Excerpt from a dataset:
= = =

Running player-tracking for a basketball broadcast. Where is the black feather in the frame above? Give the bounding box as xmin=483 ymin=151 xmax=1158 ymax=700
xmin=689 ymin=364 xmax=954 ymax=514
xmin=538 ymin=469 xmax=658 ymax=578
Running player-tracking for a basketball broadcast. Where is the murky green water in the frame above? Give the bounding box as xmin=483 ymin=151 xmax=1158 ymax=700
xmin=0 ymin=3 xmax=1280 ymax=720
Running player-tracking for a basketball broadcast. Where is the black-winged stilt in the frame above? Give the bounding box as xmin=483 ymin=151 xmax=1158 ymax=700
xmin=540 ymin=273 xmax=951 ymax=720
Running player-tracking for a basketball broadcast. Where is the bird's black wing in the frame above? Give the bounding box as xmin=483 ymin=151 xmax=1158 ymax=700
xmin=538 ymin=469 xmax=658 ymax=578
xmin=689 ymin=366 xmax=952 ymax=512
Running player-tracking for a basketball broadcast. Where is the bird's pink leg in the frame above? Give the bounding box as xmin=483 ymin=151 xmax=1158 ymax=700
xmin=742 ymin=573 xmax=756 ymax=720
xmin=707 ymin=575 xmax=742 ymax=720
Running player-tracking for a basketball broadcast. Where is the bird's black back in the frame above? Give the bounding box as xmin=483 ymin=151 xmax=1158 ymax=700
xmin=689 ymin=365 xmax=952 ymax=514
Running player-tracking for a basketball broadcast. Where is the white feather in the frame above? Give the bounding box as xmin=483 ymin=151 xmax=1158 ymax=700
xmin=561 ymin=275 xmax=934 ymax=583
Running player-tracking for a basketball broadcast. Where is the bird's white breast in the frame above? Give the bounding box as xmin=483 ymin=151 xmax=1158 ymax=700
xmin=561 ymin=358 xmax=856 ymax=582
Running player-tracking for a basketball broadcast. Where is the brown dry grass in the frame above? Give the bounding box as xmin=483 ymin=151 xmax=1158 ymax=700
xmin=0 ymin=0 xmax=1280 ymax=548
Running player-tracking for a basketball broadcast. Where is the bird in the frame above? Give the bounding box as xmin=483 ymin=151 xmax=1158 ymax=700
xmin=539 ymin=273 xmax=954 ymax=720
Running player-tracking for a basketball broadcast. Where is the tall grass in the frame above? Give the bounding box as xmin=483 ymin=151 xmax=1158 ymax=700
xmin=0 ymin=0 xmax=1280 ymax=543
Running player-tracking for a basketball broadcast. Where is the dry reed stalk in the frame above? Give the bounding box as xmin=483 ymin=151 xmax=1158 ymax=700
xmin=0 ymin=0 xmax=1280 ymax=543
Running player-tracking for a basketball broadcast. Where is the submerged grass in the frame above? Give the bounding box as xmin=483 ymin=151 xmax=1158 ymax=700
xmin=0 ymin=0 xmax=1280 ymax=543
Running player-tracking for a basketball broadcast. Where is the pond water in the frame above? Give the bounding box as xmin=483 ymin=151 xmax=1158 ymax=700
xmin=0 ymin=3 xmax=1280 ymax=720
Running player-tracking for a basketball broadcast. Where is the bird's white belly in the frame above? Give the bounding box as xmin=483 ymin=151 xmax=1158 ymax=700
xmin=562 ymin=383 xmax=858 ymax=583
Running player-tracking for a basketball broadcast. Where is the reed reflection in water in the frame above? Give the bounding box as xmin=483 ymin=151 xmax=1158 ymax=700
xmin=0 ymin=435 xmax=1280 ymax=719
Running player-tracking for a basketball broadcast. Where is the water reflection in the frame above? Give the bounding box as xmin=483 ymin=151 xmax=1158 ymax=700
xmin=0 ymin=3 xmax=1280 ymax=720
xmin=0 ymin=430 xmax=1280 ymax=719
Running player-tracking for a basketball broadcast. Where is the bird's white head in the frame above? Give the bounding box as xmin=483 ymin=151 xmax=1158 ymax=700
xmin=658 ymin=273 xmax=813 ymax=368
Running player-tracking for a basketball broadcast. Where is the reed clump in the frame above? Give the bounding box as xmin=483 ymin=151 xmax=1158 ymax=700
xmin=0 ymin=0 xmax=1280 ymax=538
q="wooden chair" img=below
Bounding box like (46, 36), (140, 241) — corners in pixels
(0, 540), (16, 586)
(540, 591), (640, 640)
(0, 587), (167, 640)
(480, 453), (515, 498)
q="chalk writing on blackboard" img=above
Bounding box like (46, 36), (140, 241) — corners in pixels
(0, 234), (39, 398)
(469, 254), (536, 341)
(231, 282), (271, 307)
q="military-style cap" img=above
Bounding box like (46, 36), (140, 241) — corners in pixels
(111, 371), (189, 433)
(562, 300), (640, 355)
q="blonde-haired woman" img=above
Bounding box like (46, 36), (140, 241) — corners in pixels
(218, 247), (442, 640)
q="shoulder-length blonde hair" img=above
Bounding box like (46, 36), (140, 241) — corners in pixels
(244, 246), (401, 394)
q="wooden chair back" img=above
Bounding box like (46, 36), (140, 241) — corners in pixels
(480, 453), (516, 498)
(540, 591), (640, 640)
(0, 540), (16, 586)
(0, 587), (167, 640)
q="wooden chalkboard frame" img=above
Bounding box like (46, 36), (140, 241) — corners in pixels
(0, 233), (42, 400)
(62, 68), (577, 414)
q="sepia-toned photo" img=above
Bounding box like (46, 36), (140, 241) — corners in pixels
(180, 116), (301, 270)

= = =

→ **WORK INSTRUCTIONS**
Copy all of the lines above word for word.

→ **RESULT**
Running player-tracking for a basketball broadcast. Where is the black feather in the frame above? Give the bounding box as xmin=483 ymin=151 xmax=1158 ymax=700
xmin=689 ymin=364 xmax=954 ymax=514
xmin=538 ymin=469 xmax=658 ymax=578
Running player-tracking for a basketball broadcast. Where is the murky green water in the frame above? Give the bounding box as xmin=483 ymin=151 xmax=1158 ymax=700
xmin=0 ymin=3 xmax=1280 ymax=720
Running player-tracking for a basketball broadcast. Where is the black-winged stilt in the frame above? Give the bounding box as xmin=483 ymin=151 xmax=1158 ymax=700
xmin=540 ymin=273 xmax=951 ymax=720
Running player-tracking for a basketball broadcast. Where is the bird's black wing in the frame above? Give the bounding box as xmin=483 ymin=151 xmax=1158 ymax=700
xmin=538 ymin=469 xmax=658 ymax=578
xmin=689 ymin=366 xmax=952 ymax=512
Running player-tracking for a basketball broadcast. Where is the bird's pink leg in the frame above? Give the bounding box as xmin=483 ymin=151 xmax=1158 ymax=700
xmin=742 ymin=573 xmax=756 ymax=720
xmin=707 ymin=575 xmax=742 ymax=720
Running player-tracking for a basketball broadcast. Where is the bird's black back in the frame above? Give the bounding box as xmin=483 ymin=151 xmax=1158 ymax=700
xmin=689 ymin=365 xmax=952 ymax=514
Running player-tracking for a basketball broadcast. Where is the white feather in the frame above? Give the bounding box as xmin=483 ymin=151 xmax=1158 ymax=700
xmin=561 ymin=275 xmax=934 ymax=583
Running player-tracking for a basketball broadcast. Where is the bird's white breast in the frame above? Give the bounding box as xmin=483 ymin=151 xmax=1158 ymax=700
xmin=561 ymin=358 xmax=856 ymax=582
Running player-tracking for a basketball broadcast. Where is the brown dry grass in the frame above? Give the bounding box as xmin=483 ymin=151 xmax=1158 ymax=700
xmin=0 ymin=0 xmax=1280 ymax=548
Running player-tracking for a basketball broadcast. Where is the bird in the frame above? Give the bounding box as xmin=483 ymin=151 xmax=1158 ymax=700
xmin=539 ymin=273 xmax=954 ymax=720
Running player-tracking for a basketball broadcast. Where is the tall grass in the frame above? Give the bounding box as xmin=483 ymin=151 xmax=1158 ymax=700
xmin=0 ymin=0 xmax=1280 ymax=543
Running player-tracking for a basketball broadcast. Where is the dry reed stalk in the frame above? Give the bounding box as xmin=483 ymin=151 xmax=1158 ymax=700
xmin=0 ymin=0 xmax=1280 ymax=543
Running player-tracking for a basketball broadcast. Where is the submerged grass in the frame above? Give the bounding box as xmin=483 ymin=151 xmax=1158 ymax=700
xmin=0 ymin=0 xmax=1280 ymax=543
Running player-tracking for a basketball broadcast. Where is the pond water in the frame above? Give the bounding box as xmin=483 ymin=151 xmax=1158 ymax=700
xmin=0 ymin=3 xmax=1280 ymax=720
Running player-tracking for a basketball broadcast. Where is the bird's white belly in the frame above? Give the bounding box as xmin=483 ymin=151 xmax=1158 ymax=700
xmin=562 ymin=383 xmax=858 ymax=583
Running player-tracking for a basketball broadcast. Where is the reed reflection in water in the frame above? Give the bounding box as xmin=483 ymin=151 xmax=1158 ymax=700
xmin=0 ymin=435 xmax=1280 ymax=719
Running player-tracking for a basketball broadcast. Where is the water reflection in the frame above? Give the bounding box as xmin=483 ymin=151 xmax=1158 ymax=700
xmin=0 ymin=3 xmax=1280 ymax=720
xmin=0 ymin=430 xmax=1280 ymax=719
Running player-tracking for a basketball broadcast. Where is the bird's white head in the frame above? Give the bounding box as xmin=483 ymin=151 xmax=1158 ymax=700
xmin=658 ymin=273 xmax=813 ymax=368
Running player-tracking for a basketball broadcast. Where is the reed clump in the frame above? Give the bounding box as xmin=483 ymin=151 xmax=1158 ymax=700
xmin=0 ymin=0 xmax=1280 ymax=538
q="wooden chair" img=below
Bounding box like (46, 36), (140, 241) — corners in pixels
(0, 540), (16, 586)
(540, 591), (640, 640)
(0, 587), (167, 640)
(480, 453), (515, 498)
q="chalk writing on blackboard" img=above
Bounding box like (46, 36), (140, 241) — corners in pixels
(0, 234), (39, 398)
(469, 254), (536, 341)
(231, 282), (271, 307)
q="military-style cap" img=above
Bounding box like (46, 36), (140, 241) — corners in pixels
(111, 371), (189, 433)
(562, 300), (640, 355)
q="blonde-haired woman" img=above
Bounding box like (46, 36), (140, 241) — corners in pixels
(218, 247), (442, 640)
q="shoulder-length blonde hair" img=above
Bounding box like (46, 36), (140, 241) — corners in pixels
(244, 246), (401, 394)
q="wooden chair back" img=above
Bounding box like (46, 36), (140, 241) — corners in pixels
(480, 453), (516, 498)
(540, 591), (640, 640)
(0, 540), (16, 586)
(0, 587), (167, 640)
q="wooden chalkboard frame" img=above
Bounding box like (46, 36), (140, 241) — corners in pixels
(0, 233), (42, 400)
(62, 68), (577, 414)
q="sepia-toned photo" img=above
Bounding box like (46, 36), (140, 241) — corners in pixels
(180, 116), (301, 270)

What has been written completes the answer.